**Stated goal**
Count how many lines in the records below contain the string "black", treating uppercase and lowercase as different. Give only the number.

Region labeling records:

════════════════════

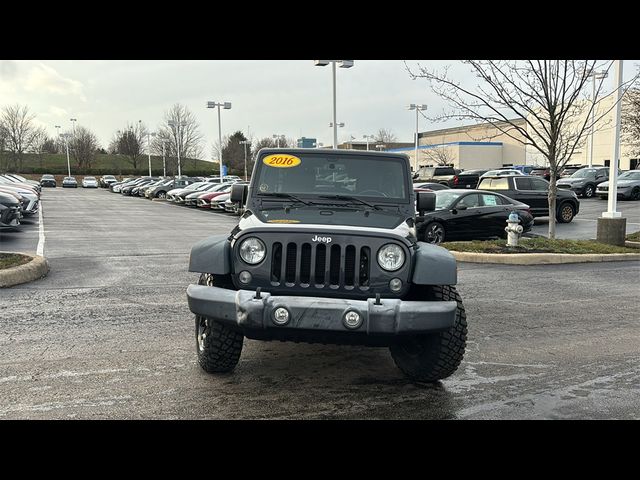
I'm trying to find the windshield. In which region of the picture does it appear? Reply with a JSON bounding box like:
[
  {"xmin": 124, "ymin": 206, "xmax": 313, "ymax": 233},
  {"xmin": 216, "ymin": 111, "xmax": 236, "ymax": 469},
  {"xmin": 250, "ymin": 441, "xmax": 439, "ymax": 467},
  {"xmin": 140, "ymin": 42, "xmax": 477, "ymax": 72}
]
[
  {"xmin": 618, "ymin": 171, "xmax": 640, "ymax": 180},
  {"xmin": 253, "ymin": 153, "xmax": 409, "ymax": 202},
  {"xmin": 571, "ymin": 168, "xmax": 596, "ymax": 178},
  {"xmin": 436, "ymin": 190, "xmax": 466, "ymax": 210}
]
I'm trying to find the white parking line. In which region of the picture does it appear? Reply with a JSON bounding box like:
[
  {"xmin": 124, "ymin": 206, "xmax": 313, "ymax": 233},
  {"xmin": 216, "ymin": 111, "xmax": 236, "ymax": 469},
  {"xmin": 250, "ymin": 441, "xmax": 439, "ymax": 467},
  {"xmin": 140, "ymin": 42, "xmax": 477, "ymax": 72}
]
[{"xmin": 36, "ymin": 200, "xmax": 44, "ymax": 257}]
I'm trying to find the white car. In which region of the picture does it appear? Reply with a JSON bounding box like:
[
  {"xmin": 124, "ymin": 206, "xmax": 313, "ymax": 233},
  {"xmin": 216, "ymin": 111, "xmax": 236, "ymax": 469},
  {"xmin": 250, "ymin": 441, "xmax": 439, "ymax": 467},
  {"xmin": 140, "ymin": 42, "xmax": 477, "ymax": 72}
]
[{"xmin": 82, "ymin": 177, "xmax": 98, "ymax": 188}]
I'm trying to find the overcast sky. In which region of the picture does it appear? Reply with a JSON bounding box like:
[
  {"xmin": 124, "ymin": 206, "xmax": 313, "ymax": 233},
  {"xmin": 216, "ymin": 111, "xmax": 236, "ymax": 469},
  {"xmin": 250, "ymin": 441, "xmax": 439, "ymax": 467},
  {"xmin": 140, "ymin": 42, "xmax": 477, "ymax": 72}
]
[{"xmin": 0, "ymin": 59, "xmax": 637, "ymax": 159}]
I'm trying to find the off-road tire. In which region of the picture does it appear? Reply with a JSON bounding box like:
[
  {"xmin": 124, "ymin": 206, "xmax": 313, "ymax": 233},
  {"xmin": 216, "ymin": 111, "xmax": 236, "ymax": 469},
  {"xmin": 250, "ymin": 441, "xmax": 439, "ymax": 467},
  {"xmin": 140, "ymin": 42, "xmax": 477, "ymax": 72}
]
[
  {"xmin": 195, "ymin": 273, "xmax": 244, "ymax": 373},
  {"xmin": 389, "ymin": 285, "xmax": 467, "ymax": 382}
]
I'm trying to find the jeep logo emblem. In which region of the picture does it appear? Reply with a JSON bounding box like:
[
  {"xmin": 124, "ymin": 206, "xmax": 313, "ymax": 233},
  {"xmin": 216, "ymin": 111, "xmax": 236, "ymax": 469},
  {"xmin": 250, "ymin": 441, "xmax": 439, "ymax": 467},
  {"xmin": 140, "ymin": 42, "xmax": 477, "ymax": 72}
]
[{"xmin": 311, "ymin": 235, "xmax": 331, "ymax": 243}]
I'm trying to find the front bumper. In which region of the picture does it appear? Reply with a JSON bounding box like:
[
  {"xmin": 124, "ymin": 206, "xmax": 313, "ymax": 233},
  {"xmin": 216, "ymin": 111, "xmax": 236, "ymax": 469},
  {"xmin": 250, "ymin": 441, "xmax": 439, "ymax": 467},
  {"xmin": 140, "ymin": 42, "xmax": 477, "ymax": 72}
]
[{"xmin": 187, "ymin": 285, "xmax": 457, "ymax": 336}]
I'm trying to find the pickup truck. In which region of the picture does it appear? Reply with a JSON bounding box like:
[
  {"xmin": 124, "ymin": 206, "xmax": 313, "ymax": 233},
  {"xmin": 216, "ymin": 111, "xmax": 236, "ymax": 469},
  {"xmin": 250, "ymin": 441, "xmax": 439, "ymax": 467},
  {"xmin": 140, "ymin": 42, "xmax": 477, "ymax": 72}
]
[
  {"xmin": 413, "ymin": 167, "xmax": 460, "ymax": 187},
  {"xmin": 477, "ymin": 175, "xmax": 580, "ymax": 223}
]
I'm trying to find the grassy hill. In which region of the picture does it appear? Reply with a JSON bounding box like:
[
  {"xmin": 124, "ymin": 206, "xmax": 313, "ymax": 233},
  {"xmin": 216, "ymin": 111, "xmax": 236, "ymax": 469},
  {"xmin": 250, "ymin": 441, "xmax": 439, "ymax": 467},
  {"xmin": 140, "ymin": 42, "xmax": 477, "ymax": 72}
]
[{"xmin": 0, "ymin": 154, "xmax": 222, "ymax": 175}]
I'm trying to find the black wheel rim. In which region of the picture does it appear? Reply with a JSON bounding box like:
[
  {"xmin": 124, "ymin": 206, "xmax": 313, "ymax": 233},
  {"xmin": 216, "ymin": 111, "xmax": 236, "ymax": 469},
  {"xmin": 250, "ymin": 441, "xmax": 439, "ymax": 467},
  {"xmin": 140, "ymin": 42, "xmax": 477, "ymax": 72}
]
[
  {"xmin": 196, "ymin": 316, "xmax": 209, "ymax": 353},
  {"xmin": 426, "ymin": 223, "xmax": 444, "ymax": 244}
]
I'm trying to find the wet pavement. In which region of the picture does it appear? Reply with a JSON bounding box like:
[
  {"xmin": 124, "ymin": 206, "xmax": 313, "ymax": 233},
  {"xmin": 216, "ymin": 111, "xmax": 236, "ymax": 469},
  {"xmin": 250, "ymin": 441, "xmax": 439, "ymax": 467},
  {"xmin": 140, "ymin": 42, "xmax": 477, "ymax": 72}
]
[{"xmin": 0, "ymin": 189, "xmax": 640, "ymax": 419}]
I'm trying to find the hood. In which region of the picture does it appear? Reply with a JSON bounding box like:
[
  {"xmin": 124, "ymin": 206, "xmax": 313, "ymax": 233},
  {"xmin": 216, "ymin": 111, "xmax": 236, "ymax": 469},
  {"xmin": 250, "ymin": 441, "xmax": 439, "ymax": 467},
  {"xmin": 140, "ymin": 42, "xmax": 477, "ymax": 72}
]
[{"xmin": 254, "ymin": 205, "xmax": 405, "ymax": 229}]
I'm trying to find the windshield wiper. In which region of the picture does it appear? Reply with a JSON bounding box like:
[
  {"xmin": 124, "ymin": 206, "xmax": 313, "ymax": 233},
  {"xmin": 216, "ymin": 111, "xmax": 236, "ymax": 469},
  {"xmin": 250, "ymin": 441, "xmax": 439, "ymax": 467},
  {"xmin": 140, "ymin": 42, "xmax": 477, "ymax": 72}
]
[
  {"xmin": 258, "ymin": 192, "xmax": 311, "ymax": 205},
  {"xmin": 318, "ymin": 195, "xmax": 382, "ymax": 210}
]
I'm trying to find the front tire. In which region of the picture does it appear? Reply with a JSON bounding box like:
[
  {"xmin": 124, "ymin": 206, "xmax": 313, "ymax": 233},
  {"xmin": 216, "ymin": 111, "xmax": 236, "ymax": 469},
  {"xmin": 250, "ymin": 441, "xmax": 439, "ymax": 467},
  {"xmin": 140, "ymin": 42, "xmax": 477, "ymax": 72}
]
[
  {"xmin": 389, "ymin": 285, "xmax": 467, "ymax": 382},
  {"xmin": 196, "ymin": 273, "xmax": 244, "ymax": 373}
]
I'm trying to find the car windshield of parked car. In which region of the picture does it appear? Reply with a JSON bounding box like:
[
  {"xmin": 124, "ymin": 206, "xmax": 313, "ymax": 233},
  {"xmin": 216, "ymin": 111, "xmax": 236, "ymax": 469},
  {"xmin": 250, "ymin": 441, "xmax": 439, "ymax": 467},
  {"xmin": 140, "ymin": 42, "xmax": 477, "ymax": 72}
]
[
  {"xmin": 253, "ymin": 153, "xmax": 409, "ymax": 202},
  {"xmin": 571, "ymin": 168, "xmax": 596, "ymax": 178},
  {"xmin": 618, "ymin": 171, "xmax": 640, "ymax": 180},
  {"xmin": 435, "ymin": 190, "xmax": 466, "ymax": 210}
]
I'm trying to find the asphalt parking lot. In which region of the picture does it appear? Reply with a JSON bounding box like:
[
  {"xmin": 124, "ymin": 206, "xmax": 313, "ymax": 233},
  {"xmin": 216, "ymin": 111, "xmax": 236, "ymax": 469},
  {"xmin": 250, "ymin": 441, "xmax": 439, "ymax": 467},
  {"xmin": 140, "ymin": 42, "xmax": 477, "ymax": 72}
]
[{"xmin": 0, "ymin": 188, "xmax": 640, "ymax": 419}]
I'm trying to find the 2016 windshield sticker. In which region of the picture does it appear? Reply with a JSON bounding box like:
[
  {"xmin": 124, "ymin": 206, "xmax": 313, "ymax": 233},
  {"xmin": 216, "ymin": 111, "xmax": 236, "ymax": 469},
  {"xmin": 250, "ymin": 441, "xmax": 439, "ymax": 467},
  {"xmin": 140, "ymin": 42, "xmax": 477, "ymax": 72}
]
[{"xmin": 262, "ymin": 153, "xmax": 302, "ymax": 168}]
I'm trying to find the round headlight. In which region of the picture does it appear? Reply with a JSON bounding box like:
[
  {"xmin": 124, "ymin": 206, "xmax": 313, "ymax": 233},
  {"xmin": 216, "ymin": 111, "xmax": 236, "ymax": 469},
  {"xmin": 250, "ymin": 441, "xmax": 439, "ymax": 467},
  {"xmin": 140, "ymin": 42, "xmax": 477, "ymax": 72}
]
[
  {"xmin": 238, "ymin": 237, "xmax": 267, "ymax": 265},
  {"xmin": 378, "ymin": 243, "xmax": 404, "ymax": 272}
]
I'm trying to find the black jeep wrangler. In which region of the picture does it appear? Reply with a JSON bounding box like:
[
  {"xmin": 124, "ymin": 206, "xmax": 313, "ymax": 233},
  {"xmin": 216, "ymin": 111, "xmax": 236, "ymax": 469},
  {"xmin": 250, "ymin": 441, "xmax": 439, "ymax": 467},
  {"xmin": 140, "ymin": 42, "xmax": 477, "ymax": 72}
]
[{"xmin": 187, "ymin": 149, "xmax": 467, "ymax": 382}]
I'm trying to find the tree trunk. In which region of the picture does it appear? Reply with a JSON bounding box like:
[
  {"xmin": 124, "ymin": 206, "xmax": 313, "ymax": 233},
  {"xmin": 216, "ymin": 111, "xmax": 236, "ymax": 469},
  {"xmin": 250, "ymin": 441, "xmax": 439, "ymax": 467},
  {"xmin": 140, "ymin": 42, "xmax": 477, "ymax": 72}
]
[{"xmin": 549, "ymin": 168, "xmax": 558, "ymax": 239}]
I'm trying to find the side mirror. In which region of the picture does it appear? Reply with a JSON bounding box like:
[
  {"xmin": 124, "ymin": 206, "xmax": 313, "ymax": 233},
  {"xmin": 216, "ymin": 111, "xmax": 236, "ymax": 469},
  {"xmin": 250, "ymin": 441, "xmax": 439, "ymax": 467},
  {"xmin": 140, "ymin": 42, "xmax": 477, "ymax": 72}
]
[
  {"xmin": 416, "ymin": 192, "xmax": 436, "ymax": 215},
  {"xmin": 231, "ymin": 185, "xmax": 249, "ymax": 205}
]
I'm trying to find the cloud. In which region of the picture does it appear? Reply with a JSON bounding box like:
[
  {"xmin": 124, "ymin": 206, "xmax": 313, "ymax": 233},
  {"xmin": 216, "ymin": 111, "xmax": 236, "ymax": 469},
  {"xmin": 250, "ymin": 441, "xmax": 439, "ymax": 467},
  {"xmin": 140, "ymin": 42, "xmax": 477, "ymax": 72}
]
[{"xmin": 24, "ymin": 63, "xmax": 87, "ymax": 102}]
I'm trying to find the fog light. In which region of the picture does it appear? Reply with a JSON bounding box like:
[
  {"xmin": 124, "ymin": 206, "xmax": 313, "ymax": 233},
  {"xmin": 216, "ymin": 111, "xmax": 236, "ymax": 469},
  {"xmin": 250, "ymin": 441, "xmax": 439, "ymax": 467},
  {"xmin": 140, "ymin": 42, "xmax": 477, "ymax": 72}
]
[
  {"xmin": 389, "ymin": 278, "xmax": 402, "ymax": 293},
  {"xmin": 342, "ymin": 310, "xmax": 362, "ymax": 329},
  {"xmin": 238, "ymin": 270, "xmax": 252, "ymax": 284},
  {"xmin": 273, "ymin": 307, "xmax": 289, "ymax": 325}
]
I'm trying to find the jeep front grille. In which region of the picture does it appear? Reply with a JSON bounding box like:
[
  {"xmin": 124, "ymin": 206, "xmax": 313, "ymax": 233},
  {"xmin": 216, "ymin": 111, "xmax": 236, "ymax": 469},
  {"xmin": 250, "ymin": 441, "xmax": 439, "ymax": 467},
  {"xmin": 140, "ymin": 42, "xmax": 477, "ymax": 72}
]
[{"xmin": 270, "ymin": 242, "xmax": 371, "ymax": 289}]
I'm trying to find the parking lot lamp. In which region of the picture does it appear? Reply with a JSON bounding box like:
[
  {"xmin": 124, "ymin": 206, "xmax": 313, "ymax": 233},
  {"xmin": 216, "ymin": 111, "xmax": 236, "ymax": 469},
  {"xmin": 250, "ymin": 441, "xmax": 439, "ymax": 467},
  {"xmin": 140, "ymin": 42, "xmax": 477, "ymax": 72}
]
[
  {"xmin": 60, "ymin": 133, "xmax": 71, "ymax": 177},
  {"xmin": 240, "ymin": 140, "xmax": 251, "ymax": 181},
  {"xmin": 408, "ymin": 103, "xmax": 427, "ymax": 171},
  {"xmin": 314, "ymin": 60, "xmax": 354, "ymax": 149},
  {"xmin": 207, "ymin": 102, "xmax": 231, "ymax": 183}
]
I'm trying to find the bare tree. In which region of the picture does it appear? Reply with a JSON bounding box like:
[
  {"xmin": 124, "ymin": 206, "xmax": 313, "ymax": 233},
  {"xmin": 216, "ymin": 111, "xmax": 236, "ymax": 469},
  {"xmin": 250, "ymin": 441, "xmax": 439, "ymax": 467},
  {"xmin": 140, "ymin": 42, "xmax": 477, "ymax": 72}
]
[
  {"xmin": 69, "ymin": 126, "xmax": 100, "ymax": 168},
  {"xmin": 407, "ymin": 60, "xmax": 636, "ymax": 238},
  {"xmin": 151, "ymin": 103, "xmax": 204, "ymax": 173},
  {"xmin": 0, "ymin": 104, "xmax": 36, "ymax": 170},
  {"xmin": 374, "ymin": 128, "xmax": 398, "ymax": 143},
  {"xmin": 418, "ymin": 145, "xmax": 456, "ymax": 166},
  {"xmin": 114, "ymin": 122, "xmax": 146, "ymax": 170}
]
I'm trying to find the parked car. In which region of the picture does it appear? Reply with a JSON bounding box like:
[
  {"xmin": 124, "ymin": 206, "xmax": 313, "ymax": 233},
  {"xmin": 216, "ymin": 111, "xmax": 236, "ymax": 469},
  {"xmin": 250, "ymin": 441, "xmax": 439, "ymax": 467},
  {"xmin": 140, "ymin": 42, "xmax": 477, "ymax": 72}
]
[
  {"xmin": 478, "ymin": 175, "xmax": 580, "ymax": 223},
  {"xmin": 451, "ymin": 169, "xmax": 489, "ymax": 189},
  {"xmin": 144, "ymin": 177, "xmax": 195, "ymax": 198},
  {"xmin": 480, "ymin": 168, "xmax": 524, "ymax": 178},
  {"xmin": 4, "ymin": 173, "xmax": 42, "ymax": 193},
  {"xmin": 416, "ymin": 189, "xmax": 533, "ymax": 244},
  {"xmin": 556, "ymin": 167, "xmax": 609, "ymax": 198},
  {"xmin": 413, "ymin": 182, "xmax": 449, "ymax": 192},
  {"xmin": 510, "ymin": 165, "xmax": 539, "ymax": 175},
  {"xmin": 0, "ymin": 191, "xmax": 22, "ymax": 230},
  {"xmin": 413, "ymin": 167, "xmax": 460, "ymax": 187},
  {"xmin": 184, "ymin": 182, "xmax": 233, "ymax": 207},
  {"xmin": 596, "ymin": 170, "xmax": 640, "ymax": 200},
  {"xmin": 0, "ymin": 173, "xmax": 42, "ymax": 196},
  {"xmin": 82, "ymin": 177, "xmax": 98, "ymax": 188},
  {"xmin": 99, "ymin": 175, "xmax": 118, "ymax": 188},
  {"xmin": 40, "ymin": 174, "xmax": 58, "ymax": 188},
  {"xmin": 529, "ymin": 167, "xmax": 551, "ymax": 182},
  {"xmin": 62, "ymin": 177, "xmax": 78, "ymax": 188}
]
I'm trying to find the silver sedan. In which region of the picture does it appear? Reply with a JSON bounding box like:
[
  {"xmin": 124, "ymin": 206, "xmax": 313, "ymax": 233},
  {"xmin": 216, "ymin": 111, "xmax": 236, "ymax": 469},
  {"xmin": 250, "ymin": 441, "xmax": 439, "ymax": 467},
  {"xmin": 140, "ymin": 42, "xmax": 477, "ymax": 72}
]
[{"xmin": 596, "ymin": 170, "xmax": 640, "ymax": 200}]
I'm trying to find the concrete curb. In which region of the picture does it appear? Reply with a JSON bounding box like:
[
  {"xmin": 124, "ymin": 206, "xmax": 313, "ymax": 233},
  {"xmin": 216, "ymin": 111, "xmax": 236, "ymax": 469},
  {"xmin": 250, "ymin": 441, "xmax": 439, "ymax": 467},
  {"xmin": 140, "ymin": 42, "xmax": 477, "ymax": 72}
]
[
  {"xmin": 0, "ymin": 252, "xmax": 49, "ymax": 288},
  {"xmin": 451, "ymin": 251, "xmax": 640, "ymax": 265}
]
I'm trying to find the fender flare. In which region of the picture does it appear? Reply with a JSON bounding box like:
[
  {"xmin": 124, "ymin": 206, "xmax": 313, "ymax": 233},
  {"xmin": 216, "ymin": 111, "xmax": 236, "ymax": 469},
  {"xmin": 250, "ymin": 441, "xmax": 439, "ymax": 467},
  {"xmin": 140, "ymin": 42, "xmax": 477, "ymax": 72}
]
[
  {"xmin": 411, "ymin": 242, "xmax": 458, "ymax": 285},
  {"xmin": 189, "ymin": 234, "xmax": 231, "ymax": 275}
]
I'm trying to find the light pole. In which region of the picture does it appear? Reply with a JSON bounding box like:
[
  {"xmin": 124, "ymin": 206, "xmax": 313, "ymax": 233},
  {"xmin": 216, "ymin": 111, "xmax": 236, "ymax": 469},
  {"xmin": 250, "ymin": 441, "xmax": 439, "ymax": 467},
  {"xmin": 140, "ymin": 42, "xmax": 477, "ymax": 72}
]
[
  {"xmin": 60, "ymin": 133, "xmax": 71, "ymax": 177},
  {"xmin": 240, "ymin": 140, "xmax": 251, "ymax": 181},
  {"xmin": 162, "ymin": 139, "xmax": 167, "ymax": 178},
  {"xmin": 362, "ymin": 135, "xmax": 375, "ymax": 152},
  {"xmin": 167, "ymin": 120, "xmax": 187, "ymax": 178},
  {"xmin": 271, "ymin": 133, "xmax": 286, "ymax": 148},
  {"xmin": 408, "ymin": 103, "xmax": 427, "ymax": 171},
  {"xmin": 314, "ymin": 60, "xmax": 354, "ymax": 149},
  {"xmin": 147, "ymin": 132, "xmax": 156, "ymax": 176},
  {"xmin": 587, "ymin": 70, "xmax": 609, "ymax": 168},
  {"xmin": 207, "ymin": 102, "xmax": 231, "ymax": 183}
]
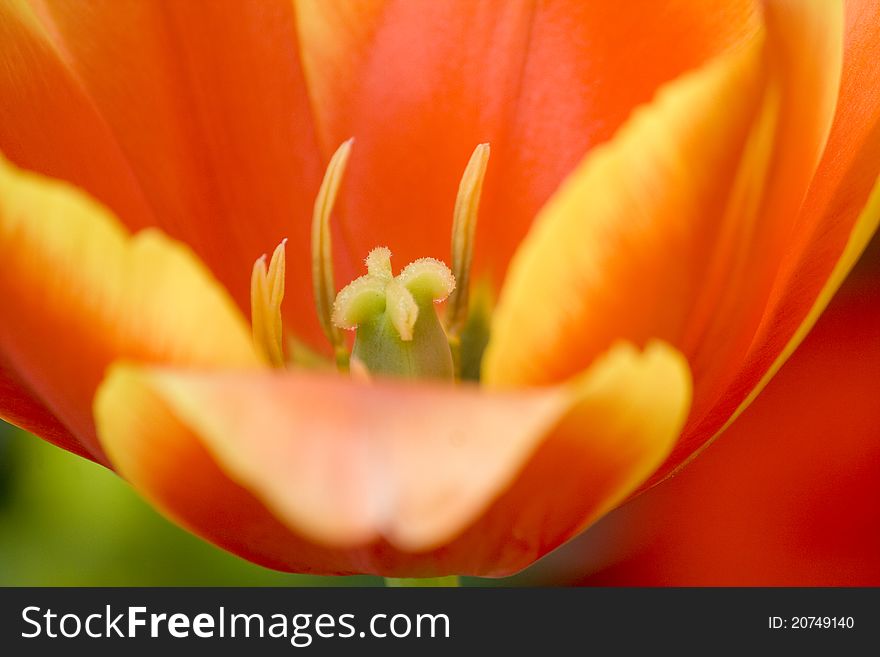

════════════════════

**Task answer**
2